Aim
Rewrite the material below, starting at the line containing "pine tree with a single point per instance." and ending at the end of the material, with "vehicle-count log" replaced by "traffic survey" and everything else kept the same. Leave the pictures out of your answer.

[Begin Task material]

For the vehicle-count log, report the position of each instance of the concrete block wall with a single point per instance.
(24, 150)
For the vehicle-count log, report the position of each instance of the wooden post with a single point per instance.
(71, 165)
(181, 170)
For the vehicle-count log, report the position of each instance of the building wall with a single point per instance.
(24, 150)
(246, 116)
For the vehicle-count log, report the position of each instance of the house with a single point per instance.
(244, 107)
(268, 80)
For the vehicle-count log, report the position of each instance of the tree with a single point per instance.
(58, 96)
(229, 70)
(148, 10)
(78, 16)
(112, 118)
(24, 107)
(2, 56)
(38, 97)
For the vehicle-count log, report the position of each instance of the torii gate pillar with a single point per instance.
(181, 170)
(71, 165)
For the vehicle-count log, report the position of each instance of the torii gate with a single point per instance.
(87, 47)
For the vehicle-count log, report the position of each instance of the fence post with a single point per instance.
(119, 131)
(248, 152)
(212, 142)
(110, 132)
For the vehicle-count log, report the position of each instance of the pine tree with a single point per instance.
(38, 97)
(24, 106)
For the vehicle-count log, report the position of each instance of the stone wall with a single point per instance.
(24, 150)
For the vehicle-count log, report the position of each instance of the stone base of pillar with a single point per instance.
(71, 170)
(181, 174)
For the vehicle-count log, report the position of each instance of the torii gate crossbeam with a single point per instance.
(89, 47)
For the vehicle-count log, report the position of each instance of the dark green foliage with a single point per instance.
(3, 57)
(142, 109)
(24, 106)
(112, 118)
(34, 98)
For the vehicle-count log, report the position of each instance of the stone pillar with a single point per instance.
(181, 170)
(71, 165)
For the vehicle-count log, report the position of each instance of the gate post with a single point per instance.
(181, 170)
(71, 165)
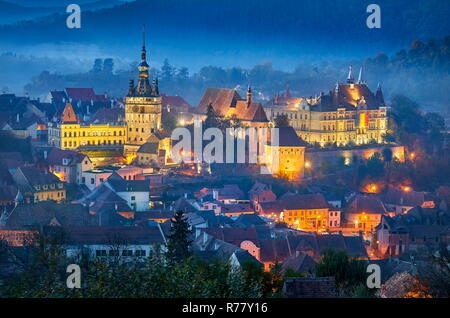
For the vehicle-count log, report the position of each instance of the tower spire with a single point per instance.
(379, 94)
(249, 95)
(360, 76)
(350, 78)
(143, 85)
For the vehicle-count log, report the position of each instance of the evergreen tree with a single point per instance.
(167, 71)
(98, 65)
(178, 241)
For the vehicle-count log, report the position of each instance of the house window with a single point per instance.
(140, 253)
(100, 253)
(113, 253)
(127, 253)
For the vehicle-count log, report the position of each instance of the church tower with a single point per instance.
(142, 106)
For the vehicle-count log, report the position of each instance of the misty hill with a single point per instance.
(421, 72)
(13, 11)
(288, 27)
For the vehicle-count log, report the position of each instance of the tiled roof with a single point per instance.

[End Task material]

Written reply
For the traffic survey, report the position of each instance of the pine tree with a single point per instance.
(38, 97)
(24, 106)
For the traffic survey, report the position of each instance of the stone wall with a single point per instance.
(24, 150)
For the traffic survey, report the position of each instance of the stone base of pillar with a single point per instance.
(71, 170)
(181, 174)
For the traffic survey, report the position of each instance of the torii gate crossbeam with a single point per instance.
(89, 47)
For the traffic survey, report the position of each instance of the dark green foliage with a single point per instance.
(3, 57)
(142, 109)
(24, 106)
(112, 118)
(34, 98)
For the traffic survey, report the position of each instance of the stone pillar with a single point per instance.
(181, 170)
(71, 165)
For the traffic survey, report the position of each instance of the gate post with a single point per instance.
(181, 170)
(71, 165)
For the traffic survey, report the position of each instance of the tower spire with a single point per instance.
(379, 94)
(249, 95)
(360, 76)
(350, 78)
(143, 85)
For the traffic survey, report the position of each instance of the evergreen tree with a single point per instance.
(167, 71)
(98, 65)
(178, 241)
For the traffic survey, report the position of each instance of the house window with a single point per instance.
(140, 253)
(100, 253)
(113, 253)
(127, 253)
For the traffic survey, report the position of each instance of the church tower with a single point per instance.
(142, 106)
For the traffic survey, report the position of each instance of the misty hill with a single point per instance.
(421, 72)
(13, 11)
(288, 27)
For the traffic survey, report the position of each instance of the tiled roof with a single point per instance.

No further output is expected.